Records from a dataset
.....

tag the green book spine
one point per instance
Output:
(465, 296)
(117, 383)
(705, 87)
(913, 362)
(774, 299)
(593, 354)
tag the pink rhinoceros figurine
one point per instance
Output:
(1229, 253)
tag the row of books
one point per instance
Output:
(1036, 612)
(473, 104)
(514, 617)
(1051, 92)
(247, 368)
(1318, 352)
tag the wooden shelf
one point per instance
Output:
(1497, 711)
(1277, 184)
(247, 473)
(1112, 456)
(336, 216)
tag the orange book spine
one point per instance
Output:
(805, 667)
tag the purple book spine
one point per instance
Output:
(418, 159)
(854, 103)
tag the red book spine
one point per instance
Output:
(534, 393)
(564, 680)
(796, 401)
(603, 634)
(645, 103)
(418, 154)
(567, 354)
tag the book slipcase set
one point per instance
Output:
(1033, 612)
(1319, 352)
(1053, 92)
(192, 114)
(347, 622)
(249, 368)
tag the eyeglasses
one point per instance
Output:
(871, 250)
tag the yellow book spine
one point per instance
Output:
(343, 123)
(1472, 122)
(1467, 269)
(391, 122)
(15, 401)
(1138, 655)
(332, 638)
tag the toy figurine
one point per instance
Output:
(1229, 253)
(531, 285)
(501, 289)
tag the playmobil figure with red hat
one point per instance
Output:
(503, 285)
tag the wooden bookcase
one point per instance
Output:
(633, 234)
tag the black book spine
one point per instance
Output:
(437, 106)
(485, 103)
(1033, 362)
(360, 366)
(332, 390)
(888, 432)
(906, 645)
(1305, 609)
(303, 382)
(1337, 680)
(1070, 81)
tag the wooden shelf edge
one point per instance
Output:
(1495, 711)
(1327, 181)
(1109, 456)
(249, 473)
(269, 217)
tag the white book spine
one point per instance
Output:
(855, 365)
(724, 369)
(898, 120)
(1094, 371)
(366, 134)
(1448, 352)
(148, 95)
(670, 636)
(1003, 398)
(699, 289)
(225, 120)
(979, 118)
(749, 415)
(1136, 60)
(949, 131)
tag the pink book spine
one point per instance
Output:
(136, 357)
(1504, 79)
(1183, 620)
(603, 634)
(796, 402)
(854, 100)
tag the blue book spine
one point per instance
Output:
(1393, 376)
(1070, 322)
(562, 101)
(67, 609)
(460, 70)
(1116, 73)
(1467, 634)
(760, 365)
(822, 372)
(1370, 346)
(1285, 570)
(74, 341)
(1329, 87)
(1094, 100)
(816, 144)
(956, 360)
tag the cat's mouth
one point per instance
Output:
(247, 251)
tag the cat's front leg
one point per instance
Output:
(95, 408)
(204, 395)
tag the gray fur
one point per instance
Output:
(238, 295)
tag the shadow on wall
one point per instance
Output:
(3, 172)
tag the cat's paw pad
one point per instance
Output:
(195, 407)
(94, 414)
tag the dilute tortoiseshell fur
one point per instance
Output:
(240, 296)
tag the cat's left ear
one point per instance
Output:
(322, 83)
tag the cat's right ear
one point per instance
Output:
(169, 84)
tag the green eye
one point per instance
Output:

.....

THE TASK: Which lines above include the word "wooden"? Return each one.

OUTPUT:
tag the wooden shelf
tag the wooden bookcase
tag the wooden shelf edge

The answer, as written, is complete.